> _TEXT EXCERPT_

THE Conservative Parliamentary Candidate for the borough has welcomed party leader David Cameron’s restating of his commitment to the NHS.

Stuart Penketh says proposed Tory policies not only give patients a better choice and service, but also free up the doctors and medical professionals from restrictive, Government-set targets.

These targets, he argues, have little to do with the well-being of patients and everything to do with this Government’s “obsession with state control”.

Mr Penketh said: “Despite the 64 targets the Labour Party has set for the NHS over a 10-year period, in the last year there were 6,000 cases of MRSA in England alone – since Labour came to power the number of deaths from this infection have quadrupled.

“A target to halve MRSA infections, set in 2004, has now been shelved by the Department of Health as they believe it will be almost impossible to achieve.

“Gordon Brown himself knows that the fightback on MRSA should start in the simplest of places – hospital cleanliness.

“In an interview with the News of the World he announced a policy to give every hospital an annual deep clean.

> _DATASET_
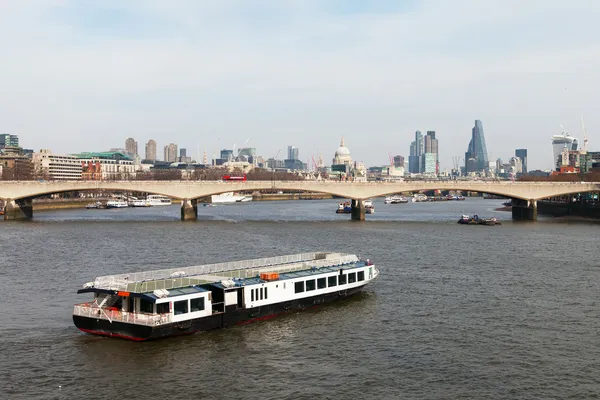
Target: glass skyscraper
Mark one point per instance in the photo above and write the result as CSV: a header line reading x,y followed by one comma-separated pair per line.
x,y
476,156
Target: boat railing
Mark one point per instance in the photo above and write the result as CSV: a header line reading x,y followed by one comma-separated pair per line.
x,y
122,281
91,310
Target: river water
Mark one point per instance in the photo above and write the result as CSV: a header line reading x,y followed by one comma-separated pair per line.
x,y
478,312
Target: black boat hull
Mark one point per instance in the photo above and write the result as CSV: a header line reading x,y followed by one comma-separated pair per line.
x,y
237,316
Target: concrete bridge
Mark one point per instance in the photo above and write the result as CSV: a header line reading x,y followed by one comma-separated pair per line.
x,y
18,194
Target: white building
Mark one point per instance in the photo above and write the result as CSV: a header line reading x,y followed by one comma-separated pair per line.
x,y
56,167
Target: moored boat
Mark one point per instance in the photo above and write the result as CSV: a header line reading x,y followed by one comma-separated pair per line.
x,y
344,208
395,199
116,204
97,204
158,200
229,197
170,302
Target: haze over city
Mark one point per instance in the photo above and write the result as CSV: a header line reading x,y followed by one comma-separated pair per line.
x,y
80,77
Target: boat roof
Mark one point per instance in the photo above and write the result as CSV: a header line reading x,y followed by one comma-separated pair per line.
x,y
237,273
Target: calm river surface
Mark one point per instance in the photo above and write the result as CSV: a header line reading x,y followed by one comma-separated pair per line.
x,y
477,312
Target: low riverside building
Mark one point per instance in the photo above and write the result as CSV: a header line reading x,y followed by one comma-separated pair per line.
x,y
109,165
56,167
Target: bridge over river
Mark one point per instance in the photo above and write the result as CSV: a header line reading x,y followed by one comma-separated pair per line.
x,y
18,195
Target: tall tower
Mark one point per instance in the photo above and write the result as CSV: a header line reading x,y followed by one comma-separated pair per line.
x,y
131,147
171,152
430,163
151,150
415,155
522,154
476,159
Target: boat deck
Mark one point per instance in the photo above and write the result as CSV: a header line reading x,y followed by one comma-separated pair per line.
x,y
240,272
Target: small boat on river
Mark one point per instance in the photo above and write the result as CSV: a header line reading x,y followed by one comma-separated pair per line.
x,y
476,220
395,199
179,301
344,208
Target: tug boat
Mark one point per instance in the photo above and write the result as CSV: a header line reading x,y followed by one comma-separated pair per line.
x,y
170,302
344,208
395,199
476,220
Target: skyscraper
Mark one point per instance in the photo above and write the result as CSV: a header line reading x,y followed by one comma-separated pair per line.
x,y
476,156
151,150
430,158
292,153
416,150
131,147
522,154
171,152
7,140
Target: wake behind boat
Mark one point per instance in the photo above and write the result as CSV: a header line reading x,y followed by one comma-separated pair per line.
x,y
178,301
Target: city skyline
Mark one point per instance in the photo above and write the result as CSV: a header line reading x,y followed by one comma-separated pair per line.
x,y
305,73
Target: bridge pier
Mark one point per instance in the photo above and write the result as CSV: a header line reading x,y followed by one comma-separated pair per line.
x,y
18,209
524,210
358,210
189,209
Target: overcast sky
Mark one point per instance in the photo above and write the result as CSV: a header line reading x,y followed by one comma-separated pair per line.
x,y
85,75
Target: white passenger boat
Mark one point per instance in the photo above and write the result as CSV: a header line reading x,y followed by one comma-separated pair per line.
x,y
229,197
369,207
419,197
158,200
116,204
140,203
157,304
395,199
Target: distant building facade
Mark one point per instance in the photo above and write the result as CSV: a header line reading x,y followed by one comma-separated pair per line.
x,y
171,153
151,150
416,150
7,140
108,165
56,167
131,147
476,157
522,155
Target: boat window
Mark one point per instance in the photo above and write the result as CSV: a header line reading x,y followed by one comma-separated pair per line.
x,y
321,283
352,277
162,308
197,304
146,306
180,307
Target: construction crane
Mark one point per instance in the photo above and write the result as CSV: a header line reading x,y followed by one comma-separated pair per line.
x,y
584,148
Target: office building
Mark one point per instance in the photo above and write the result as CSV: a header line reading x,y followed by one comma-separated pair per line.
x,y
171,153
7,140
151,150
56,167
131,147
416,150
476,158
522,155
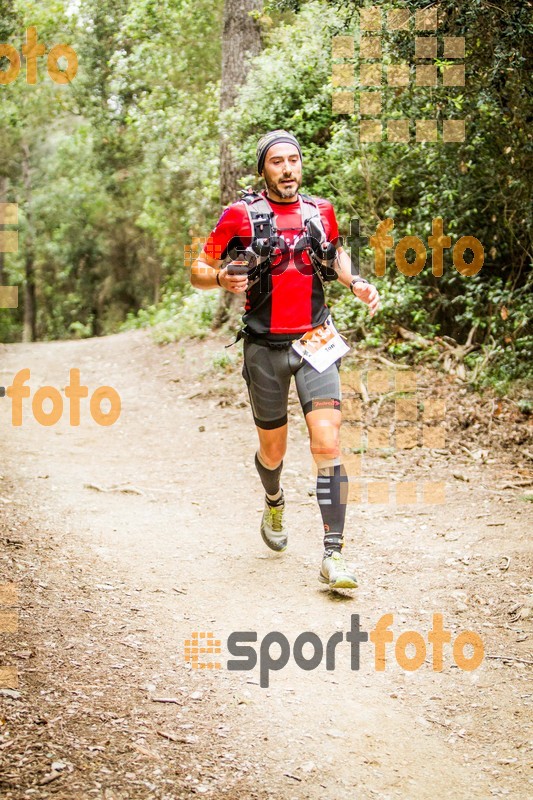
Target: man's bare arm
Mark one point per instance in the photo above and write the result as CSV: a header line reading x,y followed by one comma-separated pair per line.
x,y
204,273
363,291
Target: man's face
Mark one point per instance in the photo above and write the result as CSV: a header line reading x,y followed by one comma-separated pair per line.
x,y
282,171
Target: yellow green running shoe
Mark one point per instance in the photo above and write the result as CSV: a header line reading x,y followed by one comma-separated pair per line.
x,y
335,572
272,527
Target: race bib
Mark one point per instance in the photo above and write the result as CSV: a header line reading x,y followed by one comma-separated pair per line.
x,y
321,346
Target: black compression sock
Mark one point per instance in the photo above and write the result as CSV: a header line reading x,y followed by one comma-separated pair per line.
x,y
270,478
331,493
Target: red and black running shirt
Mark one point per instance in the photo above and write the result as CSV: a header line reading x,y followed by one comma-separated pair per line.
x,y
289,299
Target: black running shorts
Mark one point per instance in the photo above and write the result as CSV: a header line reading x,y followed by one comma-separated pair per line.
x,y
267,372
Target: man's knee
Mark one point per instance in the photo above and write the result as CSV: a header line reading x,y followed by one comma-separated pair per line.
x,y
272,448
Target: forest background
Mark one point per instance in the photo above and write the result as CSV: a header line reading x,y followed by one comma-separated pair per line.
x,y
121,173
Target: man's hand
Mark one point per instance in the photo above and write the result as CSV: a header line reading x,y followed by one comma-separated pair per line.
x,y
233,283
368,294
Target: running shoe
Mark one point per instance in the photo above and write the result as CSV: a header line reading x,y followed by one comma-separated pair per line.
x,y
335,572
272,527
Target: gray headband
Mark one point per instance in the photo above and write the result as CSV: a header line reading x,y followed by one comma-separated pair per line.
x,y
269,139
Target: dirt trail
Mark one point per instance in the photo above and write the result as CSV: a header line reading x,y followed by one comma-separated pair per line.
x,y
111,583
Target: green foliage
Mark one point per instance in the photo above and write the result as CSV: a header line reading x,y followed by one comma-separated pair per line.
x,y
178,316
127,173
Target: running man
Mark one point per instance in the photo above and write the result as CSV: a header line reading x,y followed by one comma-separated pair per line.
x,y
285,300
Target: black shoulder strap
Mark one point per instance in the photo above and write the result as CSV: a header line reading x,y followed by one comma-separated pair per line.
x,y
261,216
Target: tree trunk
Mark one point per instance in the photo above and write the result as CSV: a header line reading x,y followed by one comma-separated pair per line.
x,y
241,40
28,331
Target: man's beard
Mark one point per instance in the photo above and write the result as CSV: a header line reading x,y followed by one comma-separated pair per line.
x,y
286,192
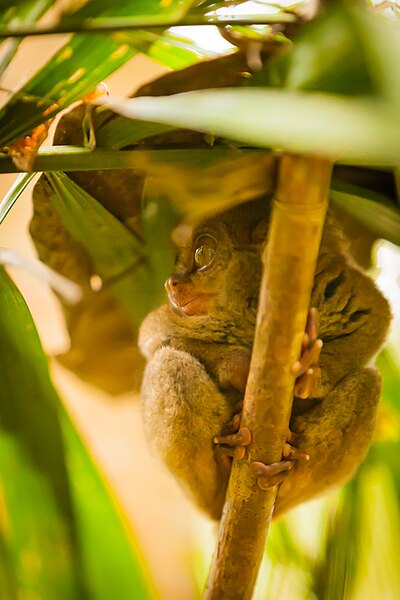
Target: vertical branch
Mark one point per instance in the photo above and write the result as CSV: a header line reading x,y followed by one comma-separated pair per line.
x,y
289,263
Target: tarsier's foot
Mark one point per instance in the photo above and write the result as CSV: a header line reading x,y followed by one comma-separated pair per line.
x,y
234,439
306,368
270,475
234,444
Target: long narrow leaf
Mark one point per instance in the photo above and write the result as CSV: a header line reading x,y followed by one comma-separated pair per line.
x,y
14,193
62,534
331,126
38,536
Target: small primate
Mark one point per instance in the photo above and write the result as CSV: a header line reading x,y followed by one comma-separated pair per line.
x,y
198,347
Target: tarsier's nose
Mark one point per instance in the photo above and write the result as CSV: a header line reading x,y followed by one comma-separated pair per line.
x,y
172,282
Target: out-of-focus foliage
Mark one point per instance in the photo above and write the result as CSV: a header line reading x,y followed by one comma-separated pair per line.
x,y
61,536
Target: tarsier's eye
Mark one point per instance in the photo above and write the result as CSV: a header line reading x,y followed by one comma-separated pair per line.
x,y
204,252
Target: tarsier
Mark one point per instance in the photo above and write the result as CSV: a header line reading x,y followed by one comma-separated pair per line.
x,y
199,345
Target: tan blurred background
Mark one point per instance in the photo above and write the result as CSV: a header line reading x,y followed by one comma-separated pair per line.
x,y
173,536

* * *

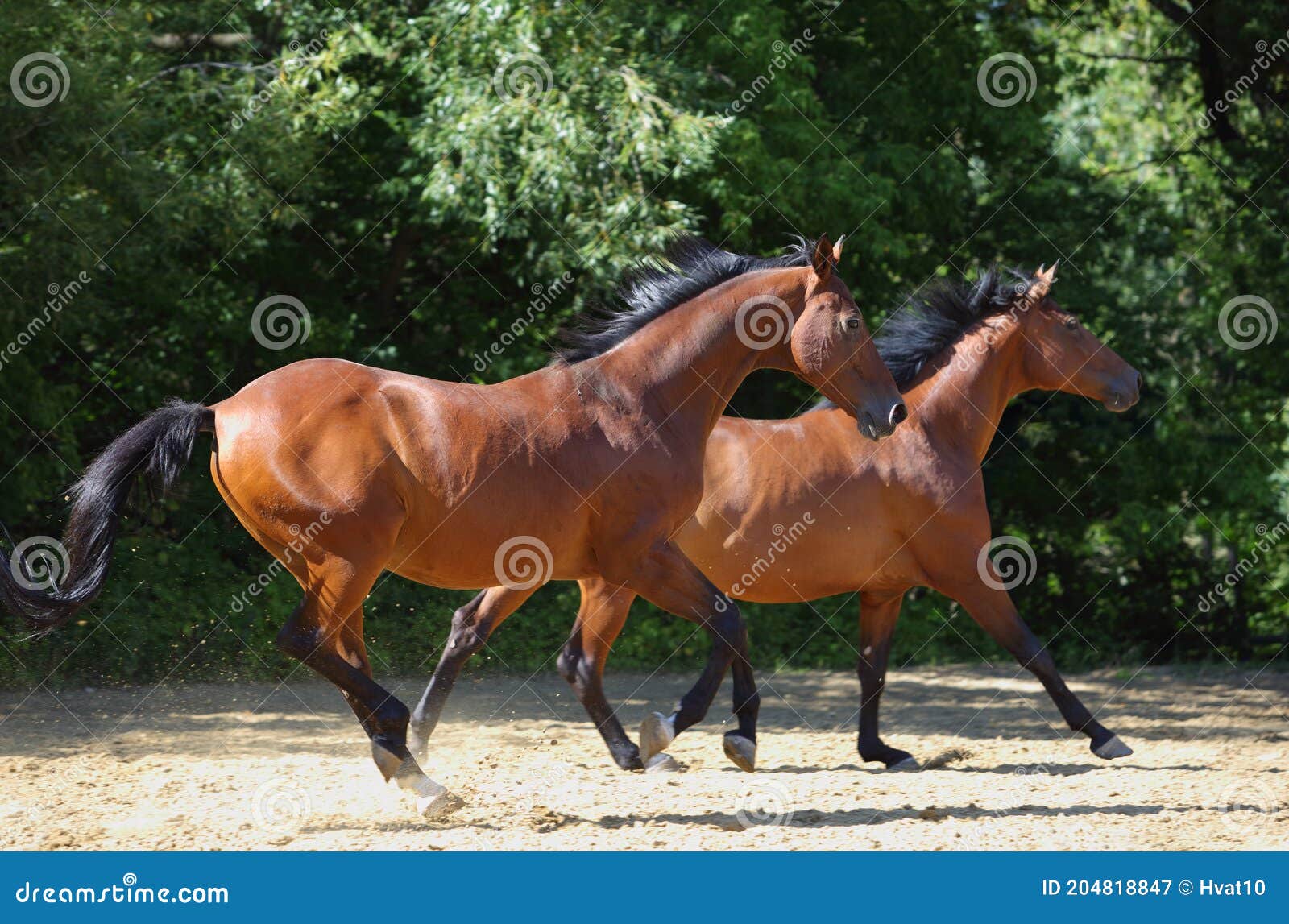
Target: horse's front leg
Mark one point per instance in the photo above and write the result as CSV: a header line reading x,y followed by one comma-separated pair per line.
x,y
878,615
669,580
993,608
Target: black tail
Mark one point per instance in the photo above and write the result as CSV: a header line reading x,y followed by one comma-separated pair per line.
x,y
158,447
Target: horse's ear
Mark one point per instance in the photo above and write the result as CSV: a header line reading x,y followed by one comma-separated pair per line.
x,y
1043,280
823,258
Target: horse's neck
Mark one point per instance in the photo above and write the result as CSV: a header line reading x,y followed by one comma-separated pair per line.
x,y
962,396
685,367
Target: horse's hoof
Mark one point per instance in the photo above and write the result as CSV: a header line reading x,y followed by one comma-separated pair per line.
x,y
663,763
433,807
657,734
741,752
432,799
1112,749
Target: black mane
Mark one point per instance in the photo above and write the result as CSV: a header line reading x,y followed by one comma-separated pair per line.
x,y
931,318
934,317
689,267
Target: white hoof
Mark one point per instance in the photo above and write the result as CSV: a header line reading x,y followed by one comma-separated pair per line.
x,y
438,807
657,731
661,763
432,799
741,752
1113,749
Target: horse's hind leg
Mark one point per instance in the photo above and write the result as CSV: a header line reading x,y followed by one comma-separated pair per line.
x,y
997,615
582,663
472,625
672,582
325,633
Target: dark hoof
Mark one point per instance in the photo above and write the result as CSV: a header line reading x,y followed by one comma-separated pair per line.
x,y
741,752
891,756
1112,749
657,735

--

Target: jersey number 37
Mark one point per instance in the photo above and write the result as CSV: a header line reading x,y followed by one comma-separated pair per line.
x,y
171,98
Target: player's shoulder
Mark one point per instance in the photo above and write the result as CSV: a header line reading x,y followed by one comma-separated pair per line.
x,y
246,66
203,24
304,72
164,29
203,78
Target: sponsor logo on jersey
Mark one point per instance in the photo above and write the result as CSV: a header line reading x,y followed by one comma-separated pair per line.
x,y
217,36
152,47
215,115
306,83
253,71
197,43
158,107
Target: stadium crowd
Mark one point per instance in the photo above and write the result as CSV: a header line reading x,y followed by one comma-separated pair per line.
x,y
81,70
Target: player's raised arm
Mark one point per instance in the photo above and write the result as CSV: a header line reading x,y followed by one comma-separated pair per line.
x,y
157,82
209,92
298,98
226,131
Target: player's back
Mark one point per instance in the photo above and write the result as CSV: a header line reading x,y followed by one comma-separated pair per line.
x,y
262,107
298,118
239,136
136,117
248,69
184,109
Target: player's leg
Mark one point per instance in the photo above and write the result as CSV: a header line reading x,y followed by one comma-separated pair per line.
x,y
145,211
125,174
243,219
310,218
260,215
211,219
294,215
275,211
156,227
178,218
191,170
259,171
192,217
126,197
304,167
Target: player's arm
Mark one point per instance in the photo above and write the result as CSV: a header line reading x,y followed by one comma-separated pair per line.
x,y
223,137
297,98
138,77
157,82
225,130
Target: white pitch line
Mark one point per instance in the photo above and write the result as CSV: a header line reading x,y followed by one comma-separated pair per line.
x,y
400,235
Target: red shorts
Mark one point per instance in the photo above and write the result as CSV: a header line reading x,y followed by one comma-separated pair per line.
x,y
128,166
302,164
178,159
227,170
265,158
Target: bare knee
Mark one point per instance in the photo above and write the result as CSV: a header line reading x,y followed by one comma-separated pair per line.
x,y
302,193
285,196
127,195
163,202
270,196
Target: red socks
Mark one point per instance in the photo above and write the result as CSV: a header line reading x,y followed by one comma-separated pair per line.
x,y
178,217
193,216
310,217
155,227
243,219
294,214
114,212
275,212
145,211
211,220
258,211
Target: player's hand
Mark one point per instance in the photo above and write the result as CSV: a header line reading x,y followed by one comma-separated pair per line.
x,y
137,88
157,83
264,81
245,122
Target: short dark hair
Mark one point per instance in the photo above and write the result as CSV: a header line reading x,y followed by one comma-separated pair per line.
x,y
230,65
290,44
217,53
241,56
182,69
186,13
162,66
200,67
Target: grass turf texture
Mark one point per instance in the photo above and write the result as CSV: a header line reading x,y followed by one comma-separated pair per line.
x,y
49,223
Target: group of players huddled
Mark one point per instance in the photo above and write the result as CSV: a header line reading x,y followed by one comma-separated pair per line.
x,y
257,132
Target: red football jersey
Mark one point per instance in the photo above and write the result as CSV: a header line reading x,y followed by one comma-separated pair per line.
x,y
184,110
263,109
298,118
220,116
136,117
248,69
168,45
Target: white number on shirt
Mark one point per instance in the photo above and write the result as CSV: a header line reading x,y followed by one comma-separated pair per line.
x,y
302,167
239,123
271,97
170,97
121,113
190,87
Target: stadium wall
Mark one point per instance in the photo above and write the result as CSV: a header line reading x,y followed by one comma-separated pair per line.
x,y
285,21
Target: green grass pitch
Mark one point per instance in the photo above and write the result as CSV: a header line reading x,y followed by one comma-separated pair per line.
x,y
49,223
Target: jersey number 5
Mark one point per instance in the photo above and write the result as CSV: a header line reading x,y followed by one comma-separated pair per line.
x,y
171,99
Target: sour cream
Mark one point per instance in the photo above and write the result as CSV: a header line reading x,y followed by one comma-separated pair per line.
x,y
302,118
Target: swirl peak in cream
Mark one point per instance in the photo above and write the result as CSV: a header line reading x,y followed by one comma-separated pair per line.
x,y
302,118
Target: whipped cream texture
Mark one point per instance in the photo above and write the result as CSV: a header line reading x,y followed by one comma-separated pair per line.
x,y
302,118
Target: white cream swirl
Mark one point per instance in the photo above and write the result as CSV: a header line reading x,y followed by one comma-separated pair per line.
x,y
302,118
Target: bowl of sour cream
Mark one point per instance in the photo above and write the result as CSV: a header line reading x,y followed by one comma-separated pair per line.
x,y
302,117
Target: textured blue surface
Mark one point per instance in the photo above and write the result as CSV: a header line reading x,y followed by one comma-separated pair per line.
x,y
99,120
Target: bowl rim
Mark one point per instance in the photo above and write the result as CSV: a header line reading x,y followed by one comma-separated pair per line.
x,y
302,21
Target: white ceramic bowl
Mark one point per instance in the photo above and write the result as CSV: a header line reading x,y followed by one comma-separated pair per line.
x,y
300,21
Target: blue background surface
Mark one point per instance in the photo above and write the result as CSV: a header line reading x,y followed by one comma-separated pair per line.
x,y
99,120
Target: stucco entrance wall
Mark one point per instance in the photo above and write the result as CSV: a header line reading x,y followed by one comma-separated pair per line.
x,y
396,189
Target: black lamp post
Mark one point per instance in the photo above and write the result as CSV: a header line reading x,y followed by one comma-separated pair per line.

> _TO DO_
1. Answer these questions from the NHS article:
(a) How many targets has the Labour Party set for the NHS over a 10-year period?
(b) In what year was the target to halve MRSA infections set?
(c) In which newspaper did Gordon Brown announce a policy of an annual deep clean for every hospital?
2. Resume the NHS article, starting right after its final sentence.
The lines between the NHS article and this point come from a separate source.

> _EXERCISE ANSWERS_
1.
(a) 64
(b) 2004
(c) The News of the World

2.
“However, the Department of Health has admitted that there is no evidence for this programme and it would not be monitored.”

Added Mr Penketh: “Once again, Labour have shown that their policies are nothing more than spin over substance, stemming from a desperate need to control every aspect of our public lives and cumulating in ineffective targets which, more often than not, escalate the very situation they were trying to control.

“David Cameron has just proposed a new style of NHS care – moving away from being driven by targets to being driven by patient care.

“A Conservative government would scrap government-imposed, statistic-driven targets, and instead focus on outcome and patient experience.”